### Série d'exercices
(a) Dans le texte sur l'étude du Liser, qui est la directrice générale du Liser ?
(b) Recopiez le passage du texte sur l'étude du Liser, en commençant par « Taina Bofferding commande » et en allant jusqu'à « d’une nouvelle collaboration. ».

Taina Bofferding commande une étude au Liser pour analyser les conséquences de la crise actuelle à travers le prisme du genre.
En mars dernier, une étude du Luxembourg Institute of Socio-Economic Research (Liser) révélait que la pandémie avait davantage bouleversé la vie des femmes que celle des hommes. Alors que le conflit en Ukraine a fait plonger le monde dans une nouvelle crise, le ministère de l’Égalité entre les femmes et les hommes poursuit ses recherches et va analyser les conséquences de ce nouvel ébranlement à travers le prisme du genre. Ce lundi, au ministère, Taina Bofferding, accompagnée d’Aline Muller, la directrice générale du Liser, ont signé le lancement d’une nouvelle collaboration.

### Jeu de données

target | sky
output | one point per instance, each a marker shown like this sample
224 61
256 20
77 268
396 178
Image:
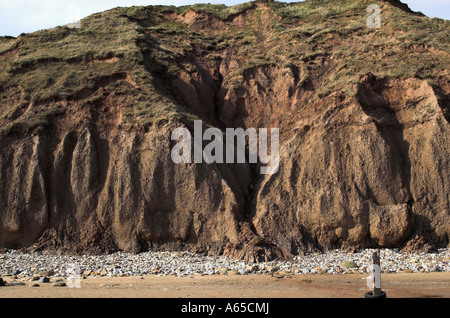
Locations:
26 16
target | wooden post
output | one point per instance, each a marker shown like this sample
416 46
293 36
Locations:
376 273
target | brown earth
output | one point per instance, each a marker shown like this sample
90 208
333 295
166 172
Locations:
369 169
429 285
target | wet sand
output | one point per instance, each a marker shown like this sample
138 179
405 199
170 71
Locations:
428 285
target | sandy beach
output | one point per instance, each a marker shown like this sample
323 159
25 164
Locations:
428 285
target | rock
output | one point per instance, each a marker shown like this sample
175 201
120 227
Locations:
46 273
253 268
349 264
283 273
44 280
408 271
244 271
233 272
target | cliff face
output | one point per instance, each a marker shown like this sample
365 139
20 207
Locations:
87 116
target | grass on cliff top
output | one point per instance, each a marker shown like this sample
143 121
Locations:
63 62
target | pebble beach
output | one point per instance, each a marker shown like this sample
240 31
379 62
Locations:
185 264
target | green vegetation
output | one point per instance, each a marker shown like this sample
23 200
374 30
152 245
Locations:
136 53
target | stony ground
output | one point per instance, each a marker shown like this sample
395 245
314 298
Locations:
185 264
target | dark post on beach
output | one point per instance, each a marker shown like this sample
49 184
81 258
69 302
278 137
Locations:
376 278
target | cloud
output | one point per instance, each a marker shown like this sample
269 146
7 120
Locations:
17 16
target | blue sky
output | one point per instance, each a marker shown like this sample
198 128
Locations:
25 16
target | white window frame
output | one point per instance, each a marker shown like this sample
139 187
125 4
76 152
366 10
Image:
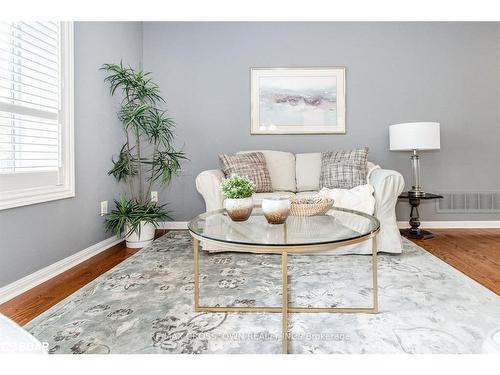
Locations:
66 187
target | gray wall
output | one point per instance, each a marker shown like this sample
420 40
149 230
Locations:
35 236
447 72
396 72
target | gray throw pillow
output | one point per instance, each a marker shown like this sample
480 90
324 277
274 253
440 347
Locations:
343 169
251 165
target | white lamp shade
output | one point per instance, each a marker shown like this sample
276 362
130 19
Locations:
414 136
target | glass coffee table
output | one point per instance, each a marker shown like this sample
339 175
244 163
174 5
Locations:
299 235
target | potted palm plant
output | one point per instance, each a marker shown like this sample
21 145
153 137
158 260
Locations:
147 156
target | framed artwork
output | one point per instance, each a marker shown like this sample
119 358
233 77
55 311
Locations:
298 100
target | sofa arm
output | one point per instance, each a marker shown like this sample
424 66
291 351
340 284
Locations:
208 185
387 185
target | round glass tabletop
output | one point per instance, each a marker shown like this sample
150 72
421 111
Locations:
339 225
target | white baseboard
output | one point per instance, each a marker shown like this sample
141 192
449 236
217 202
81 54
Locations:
453 224
26 283
173 225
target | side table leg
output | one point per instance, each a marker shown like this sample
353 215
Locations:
284 311
196 253
375 274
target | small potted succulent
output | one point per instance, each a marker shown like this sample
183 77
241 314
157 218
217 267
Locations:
238 192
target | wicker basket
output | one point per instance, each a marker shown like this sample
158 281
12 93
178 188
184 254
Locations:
304 207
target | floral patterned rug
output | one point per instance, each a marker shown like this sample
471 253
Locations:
145 305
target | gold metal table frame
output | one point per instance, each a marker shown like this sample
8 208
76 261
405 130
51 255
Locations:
285 309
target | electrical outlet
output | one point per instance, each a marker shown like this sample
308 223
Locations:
104 208
154 196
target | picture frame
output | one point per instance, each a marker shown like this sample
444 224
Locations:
307 100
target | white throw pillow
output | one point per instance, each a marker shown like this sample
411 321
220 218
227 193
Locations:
281 167
308 170
359 198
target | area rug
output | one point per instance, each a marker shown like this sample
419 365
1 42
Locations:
145 305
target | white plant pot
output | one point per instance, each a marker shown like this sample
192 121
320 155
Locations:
239 209
134 240
276 210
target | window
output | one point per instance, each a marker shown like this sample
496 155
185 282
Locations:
36 112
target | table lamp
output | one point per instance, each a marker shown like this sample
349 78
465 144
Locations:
415 136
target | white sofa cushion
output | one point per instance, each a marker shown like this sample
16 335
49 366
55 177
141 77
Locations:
307 171
359 198
281 167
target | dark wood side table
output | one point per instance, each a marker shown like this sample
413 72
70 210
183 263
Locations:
415 232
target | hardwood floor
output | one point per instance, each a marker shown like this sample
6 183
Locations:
32 303
475 252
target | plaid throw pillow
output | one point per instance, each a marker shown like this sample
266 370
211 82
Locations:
343 169
251 165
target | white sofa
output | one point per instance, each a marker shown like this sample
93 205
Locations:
299 174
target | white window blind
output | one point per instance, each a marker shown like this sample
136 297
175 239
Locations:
35 112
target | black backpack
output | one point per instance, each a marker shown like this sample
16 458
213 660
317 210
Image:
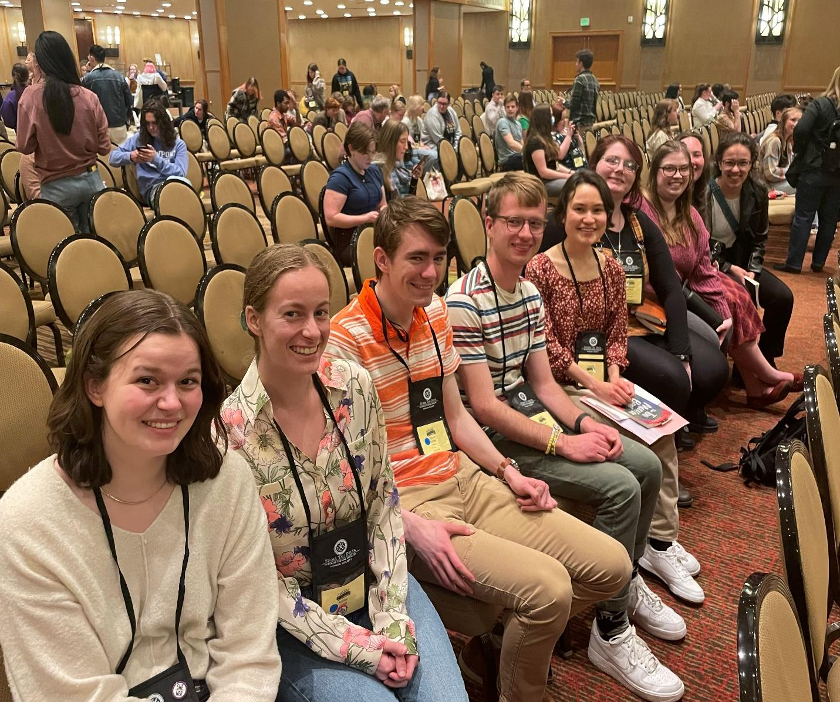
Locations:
758 459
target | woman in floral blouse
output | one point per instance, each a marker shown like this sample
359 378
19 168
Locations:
366 645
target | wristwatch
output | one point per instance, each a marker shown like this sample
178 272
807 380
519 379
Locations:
500 471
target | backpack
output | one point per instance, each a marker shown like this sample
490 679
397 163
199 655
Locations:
758 460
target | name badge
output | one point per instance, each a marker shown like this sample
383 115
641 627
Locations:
591 353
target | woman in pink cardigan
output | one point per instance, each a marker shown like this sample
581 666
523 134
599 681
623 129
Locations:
668 204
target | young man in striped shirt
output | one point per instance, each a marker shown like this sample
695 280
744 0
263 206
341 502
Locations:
498 322
499 539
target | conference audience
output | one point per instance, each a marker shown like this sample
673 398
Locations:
158 573
64 126
355 191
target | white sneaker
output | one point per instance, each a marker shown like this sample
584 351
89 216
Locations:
669 568
649 612
692 565
627 658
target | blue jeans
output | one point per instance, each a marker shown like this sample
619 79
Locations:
72 194
816 193
309 678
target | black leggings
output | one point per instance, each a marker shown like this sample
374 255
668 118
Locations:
655 369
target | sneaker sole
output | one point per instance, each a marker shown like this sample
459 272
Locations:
605 666
693 599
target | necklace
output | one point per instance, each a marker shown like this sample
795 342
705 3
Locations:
134 502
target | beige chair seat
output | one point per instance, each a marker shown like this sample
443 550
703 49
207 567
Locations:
781 211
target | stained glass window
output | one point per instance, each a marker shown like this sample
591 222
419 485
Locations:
770 23
520 23
654 22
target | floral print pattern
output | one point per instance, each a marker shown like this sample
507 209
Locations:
332 497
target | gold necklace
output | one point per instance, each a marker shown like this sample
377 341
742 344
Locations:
137 502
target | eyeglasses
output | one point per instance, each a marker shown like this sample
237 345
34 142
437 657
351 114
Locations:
615 162
671 171
730 163
515 224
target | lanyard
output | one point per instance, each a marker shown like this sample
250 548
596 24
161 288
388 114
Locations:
577 286
293 465
129 606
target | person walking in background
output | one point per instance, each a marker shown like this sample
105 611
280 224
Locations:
64 125
112 90
584 93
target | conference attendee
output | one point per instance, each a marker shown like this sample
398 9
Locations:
345 82
668 204
314 93
664 118
158 154
313 434
508 137
355 191
815 173
401 168
488 81
499 323
541 153
703 112
466 527
112 90
683 368
157 581
8 110
245 100
776 153
64 126
584 93
374 116
737 210
494 109
441 122
729 117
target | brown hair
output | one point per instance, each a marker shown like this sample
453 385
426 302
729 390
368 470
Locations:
528 190
675 231
75 423
388 230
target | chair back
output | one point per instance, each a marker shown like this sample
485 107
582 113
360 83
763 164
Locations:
361 248
28 388
17 318
468 230
81 268
313 179
236 235
218 305
116 217
804 544
171 258
274 149
177 199
291 220
37 228
271 181
230 187
191 134
299 144
772 662
332 147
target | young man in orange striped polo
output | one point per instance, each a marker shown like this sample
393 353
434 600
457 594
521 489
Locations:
478 527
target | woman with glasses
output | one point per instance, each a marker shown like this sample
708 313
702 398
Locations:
737 216
668 204
355 191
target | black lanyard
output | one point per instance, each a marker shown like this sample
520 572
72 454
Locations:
293 465
129 606
577 287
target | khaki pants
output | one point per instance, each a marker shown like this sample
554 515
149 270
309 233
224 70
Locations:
665 524
544 567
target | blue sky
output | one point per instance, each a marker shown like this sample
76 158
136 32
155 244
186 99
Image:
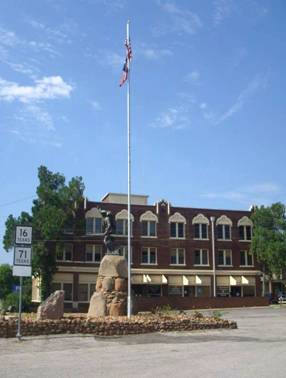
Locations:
208 100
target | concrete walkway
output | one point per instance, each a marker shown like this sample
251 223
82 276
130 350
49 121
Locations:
256 349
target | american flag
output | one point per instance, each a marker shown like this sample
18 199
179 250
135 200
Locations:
128 58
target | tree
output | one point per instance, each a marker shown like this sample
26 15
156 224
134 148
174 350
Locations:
53 211
269 237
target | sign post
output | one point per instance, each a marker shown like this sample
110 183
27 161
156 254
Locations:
22 262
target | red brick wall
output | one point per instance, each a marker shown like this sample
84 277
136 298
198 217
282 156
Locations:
186 303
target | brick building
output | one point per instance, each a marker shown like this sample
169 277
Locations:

### Réponses par exercice
(a) Aline Muller

(b)
Taina Bofferding commande une étude au Liser pour analyser les conséquences de la crise actuelle à travers le prisme du genre.
En mars dernier, une étude du Luxembourg Institute of Socio-Economic Research (Liser) révélait que la pandémie avait davantage bouleversé la vie des femmes que celle des hommes. Alors que le conflit en Ukraine a fait plonger le monde dans une nouvelle crise, le ministère de l’Égalité entre les femmes et les hommes poursuit ses recherches et va analyser les conséquences de ce nouvel ébranlement à travers le prisme du genre. Ce lundi, au ministère, Taina Bofferding, accompagnée d’Aline Muller, la directrice générale du Liser, ont signé le lancement d’une nouvelle collaboration.